CONSIGNE 1:
Répondez à ces questions sur l'extrait :
(a) En quelle année George Kennan a-t-il fait la déclaration citée ?
(b) D'après Henry Kissinger, quel rôle l'Ukraine doit-elle jouer entre les deux camps ?
(c) Quels dissidents célèbres sont nommés ?

EXTRAIT DU DOCUMENT:
★ ★ ★

L'un des aspects les plus fascinants de la guerre en Ukraine, c'est le grand nombre de stratèges de haut niveau qui ont averti depuis des années que cette guerre était imminente si nous poursuivions sur notre lancée. Voici les plus importants de ces avertissements.
George Kennan, architecte de la Guerre froide, en 1998:
Je pense que l'expansion de l'Otan est le début d'une nouvelle Guerre froide. Je pense que les Russes vont progressivement réagir de manière assez négative et que cela affectera leurs politiques. Je pense que c'est une erreur tragique. Il n'y avait aucune raison à cela.
(...) Bien sûr, il y aura une mauvaise réaction de la part de la Russie. Et ensuite [les partisans de l'élargissement de l'OTAN] diront que nous vous avons toujours dit que les Russes étaient comme ça, mais c'est tout simplement faux.
Henry Kissinger, ancien ministre des Affaires étrangères des États-Unis, en 2014:
Pour que l'Ukraine survive et prospère, elle ne doit pas être l'avant-poste d'un camp contre l'autre - elle doit servir de pont entre les deux. (...) L'Occident doit comprendre que pour la Russie, l'Ukraine ne pourra jamais être un simple pays étranger.
Même des dissidents aussi célèbres qu'Alexandre Soljenitsyne et Joseph Brodsky ont insisté sur le fait que l'Ukraine faisait partie intégrante de l'histoire russe et, en fait, de la Russie.

★ ★ ★

Entrées enregistrées
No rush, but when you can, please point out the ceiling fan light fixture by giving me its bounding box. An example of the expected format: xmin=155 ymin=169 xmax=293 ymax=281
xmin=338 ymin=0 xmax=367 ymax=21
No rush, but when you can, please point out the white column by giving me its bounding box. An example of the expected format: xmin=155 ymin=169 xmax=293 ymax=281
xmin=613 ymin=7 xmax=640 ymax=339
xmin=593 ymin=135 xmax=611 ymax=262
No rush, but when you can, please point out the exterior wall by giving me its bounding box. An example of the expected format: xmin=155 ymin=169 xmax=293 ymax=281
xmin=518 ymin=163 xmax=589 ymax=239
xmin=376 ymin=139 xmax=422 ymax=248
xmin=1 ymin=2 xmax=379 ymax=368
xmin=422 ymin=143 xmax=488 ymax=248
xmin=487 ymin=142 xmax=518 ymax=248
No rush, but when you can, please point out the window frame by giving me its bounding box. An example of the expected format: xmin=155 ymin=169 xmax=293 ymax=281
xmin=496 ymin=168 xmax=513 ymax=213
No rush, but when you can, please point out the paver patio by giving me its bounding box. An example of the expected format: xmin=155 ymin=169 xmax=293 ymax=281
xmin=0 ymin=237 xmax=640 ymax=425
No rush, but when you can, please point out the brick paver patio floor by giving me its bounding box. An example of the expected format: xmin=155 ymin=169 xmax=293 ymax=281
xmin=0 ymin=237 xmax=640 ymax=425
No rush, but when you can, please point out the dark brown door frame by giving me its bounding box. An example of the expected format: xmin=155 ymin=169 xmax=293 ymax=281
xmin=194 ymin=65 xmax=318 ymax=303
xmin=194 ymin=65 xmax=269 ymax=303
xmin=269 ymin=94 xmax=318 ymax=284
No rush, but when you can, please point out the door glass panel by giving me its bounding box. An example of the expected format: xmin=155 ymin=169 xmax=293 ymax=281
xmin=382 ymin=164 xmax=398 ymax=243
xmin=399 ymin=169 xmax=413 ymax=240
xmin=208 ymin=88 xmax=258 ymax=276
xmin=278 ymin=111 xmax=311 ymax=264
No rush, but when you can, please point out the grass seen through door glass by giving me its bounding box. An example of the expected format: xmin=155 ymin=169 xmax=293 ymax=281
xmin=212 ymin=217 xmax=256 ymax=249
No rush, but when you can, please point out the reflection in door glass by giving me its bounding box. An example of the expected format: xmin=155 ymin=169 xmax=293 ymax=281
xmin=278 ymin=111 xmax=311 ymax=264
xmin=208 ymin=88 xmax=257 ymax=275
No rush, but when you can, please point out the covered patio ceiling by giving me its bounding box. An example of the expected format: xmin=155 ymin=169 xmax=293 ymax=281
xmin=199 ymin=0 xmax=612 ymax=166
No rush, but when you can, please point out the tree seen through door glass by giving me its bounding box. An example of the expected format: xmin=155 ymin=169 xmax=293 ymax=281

★ ★ ★

CONSIGNE 2: Remettez à l'échelle tout ce qui va du début de la liste jusqu'à la ligne contenant « xmin=593 ymin=135 xmax=611 ymax=262 », incluse, en recopiant chaque ligne, demandes comprises. Multipliez par 2,45 uniquement les coordonnées des réponses, puis arrondissez-les à l'entier, les demis vers le haut.

RÉPONSE COMPLÈTE 1:
(a) En 1998.
(b) Elle doit servir de pont entre les deux.
(c) Alexandre Soljenitsyne et Joseph Brodsky.

RÉPONSE COMPLÈTE 2:
No rush, but when you can, please point out the ceiling fan light fixture by giving me its bounding box. An example of the expected format: xmin=155 ymin=169 xmax=293 ymax=281
xmin=828 ymin=0 xmax=899 ymax=51
No rush, but when you can, please point out the white column by giving me its bounding box. An example of the expected format: xmin=155 ymin=169 xmax=293 ymax=281
xmin=1502 ymin=17 xmax=1568 ymax=831
xmin=1453 ymin=331 xmax=1497 ymax=642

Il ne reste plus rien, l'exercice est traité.